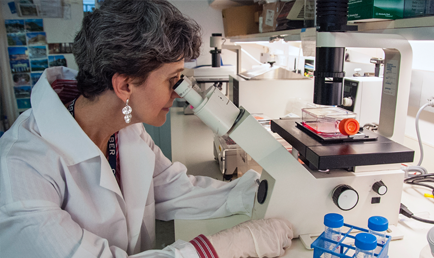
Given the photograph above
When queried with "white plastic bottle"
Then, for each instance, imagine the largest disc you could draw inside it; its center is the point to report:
(365, 245)
(333, 223)
(378, 226)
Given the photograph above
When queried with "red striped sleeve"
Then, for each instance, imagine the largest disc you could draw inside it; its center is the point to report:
(204, 247)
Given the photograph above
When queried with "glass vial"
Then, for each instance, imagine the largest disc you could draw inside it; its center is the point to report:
(365, 245)
(333, 223)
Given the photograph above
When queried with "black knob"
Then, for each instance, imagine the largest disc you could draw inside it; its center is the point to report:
(345, 197)
(380, 188)
(262, 191)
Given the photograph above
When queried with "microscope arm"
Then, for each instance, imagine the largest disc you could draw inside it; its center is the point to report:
(223, 117)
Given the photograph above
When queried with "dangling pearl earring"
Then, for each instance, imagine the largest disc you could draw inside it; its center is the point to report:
(127, 112)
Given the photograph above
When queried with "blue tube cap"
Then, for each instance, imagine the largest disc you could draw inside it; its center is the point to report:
(333, 220)
(378, 223)
(366, 241)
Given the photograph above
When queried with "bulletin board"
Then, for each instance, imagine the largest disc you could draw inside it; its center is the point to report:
(35, 40)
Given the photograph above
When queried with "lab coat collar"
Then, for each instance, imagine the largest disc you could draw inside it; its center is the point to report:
(55, 123)
(59, 128)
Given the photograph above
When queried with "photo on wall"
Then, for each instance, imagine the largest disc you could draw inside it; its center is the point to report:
(35, 78)
(17, 39)
(24, 103)
(21, 79)
(57, 61)
(59, 48)
(19, 60)
(22, 92)
(37, 52)
(14, 26)
(32, 25)
(27, 8)
(37, 38)
(39, 65)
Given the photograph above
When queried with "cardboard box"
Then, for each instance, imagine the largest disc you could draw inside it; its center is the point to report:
(371, 10)
(269, 15)
(240, 20)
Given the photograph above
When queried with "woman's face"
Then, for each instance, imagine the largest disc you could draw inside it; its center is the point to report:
(151, 100)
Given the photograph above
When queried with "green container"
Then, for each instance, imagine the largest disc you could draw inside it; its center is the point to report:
(371, 10)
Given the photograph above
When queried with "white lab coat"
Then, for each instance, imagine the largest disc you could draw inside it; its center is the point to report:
(59, 198)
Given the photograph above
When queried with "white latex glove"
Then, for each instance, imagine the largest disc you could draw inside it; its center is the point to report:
(254, 238)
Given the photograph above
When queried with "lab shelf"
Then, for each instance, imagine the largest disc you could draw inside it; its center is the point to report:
(421, 28)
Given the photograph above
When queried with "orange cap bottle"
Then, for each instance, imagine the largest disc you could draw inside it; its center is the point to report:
(349, 126)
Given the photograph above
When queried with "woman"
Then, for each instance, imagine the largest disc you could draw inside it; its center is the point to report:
(79, 175)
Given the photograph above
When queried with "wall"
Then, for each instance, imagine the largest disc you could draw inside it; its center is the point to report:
(208, 18)
(58, 30)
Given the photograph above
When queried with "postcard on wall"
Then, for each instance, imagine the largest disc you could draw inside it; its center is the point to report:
(59, 48)
(57, 60)
(26, 8)
(33, 25)
(22, 92)
(37, 38)
(39, 65)
(22, 79)
(20, 66)
(37, 52)
(14, 26)
(35, 78)
(17, 39)
(50, 8)
(18, 53)
(19, 59)
(24, 103)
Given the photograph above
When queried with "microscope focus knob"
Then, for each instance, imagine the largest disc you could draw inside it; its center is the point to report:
(380, 188)
(345, 197)
(347, 102)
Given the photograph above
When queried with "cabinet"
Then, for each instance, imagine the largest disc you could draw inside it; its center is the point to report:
(421, 28)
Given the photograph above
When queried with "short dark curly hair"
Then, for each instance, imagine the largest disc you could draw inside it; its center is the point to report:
(133, 38)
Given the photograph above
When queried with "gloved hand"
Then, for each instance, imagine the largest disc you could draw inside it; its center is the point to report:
(254, 238)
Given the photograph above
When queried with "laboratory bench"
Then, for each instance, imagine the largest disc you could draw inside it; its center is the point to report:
(192, 145)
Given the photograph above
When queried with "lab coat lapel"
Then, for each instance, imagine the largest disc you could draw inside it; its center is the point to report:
(107, 179)
(137, 162)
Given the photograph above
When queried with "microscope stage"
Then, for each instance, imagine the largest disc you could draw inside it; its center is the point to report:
(346, 155)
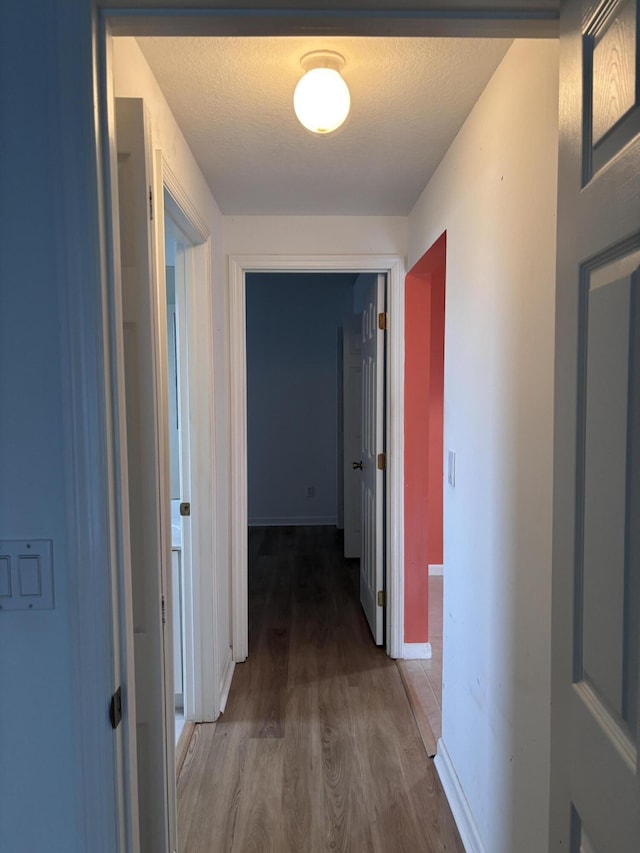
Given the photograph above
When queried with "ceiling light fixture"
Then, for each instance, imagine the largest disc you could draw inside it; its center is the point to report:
(321, 99)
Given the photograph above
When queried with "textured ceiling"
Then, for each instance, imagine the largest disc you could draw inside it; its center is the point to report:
(232, 97)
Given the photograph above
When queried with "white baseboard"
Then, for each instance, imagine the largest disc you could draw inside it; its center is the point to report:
(225, 685)
(471, 840)
(294, 521)
(416, 651)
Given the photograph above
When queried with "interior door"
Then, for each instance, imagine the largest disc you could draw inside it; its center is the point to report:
(372, 555)
(144, 334)
(595, 789)
(352, 433)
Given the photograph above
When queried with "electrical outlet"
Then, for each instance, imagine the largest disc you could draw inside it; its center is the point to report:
(451, 468)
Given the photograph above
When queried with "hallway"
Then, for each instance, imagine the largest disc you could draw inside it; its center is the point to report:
(317, 749)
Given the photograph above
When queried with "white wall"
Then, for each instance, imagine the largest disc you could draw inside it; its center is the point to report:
(315, 235)
(495, 194)
(133, 78)
(292, 384)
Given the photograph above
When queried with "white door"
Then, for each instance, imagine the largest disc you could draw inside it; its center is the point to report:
(144, 327)
(372, 556)
(595, 788)
(352, 433)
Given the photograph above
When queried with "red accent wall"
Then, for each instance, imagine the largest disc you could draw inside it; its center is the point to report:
(423, 434)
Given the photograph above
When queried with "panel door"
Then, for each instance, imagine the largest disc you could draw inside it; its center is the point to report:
(148, 481)
(372, 555)
(595, 790)
(352, 432)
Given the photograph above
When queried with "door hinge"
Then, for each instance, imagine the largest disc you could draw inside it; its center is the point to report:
(115, 708)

***

In how many lines of the material does the word "wall" appear? Respond with the number only.

5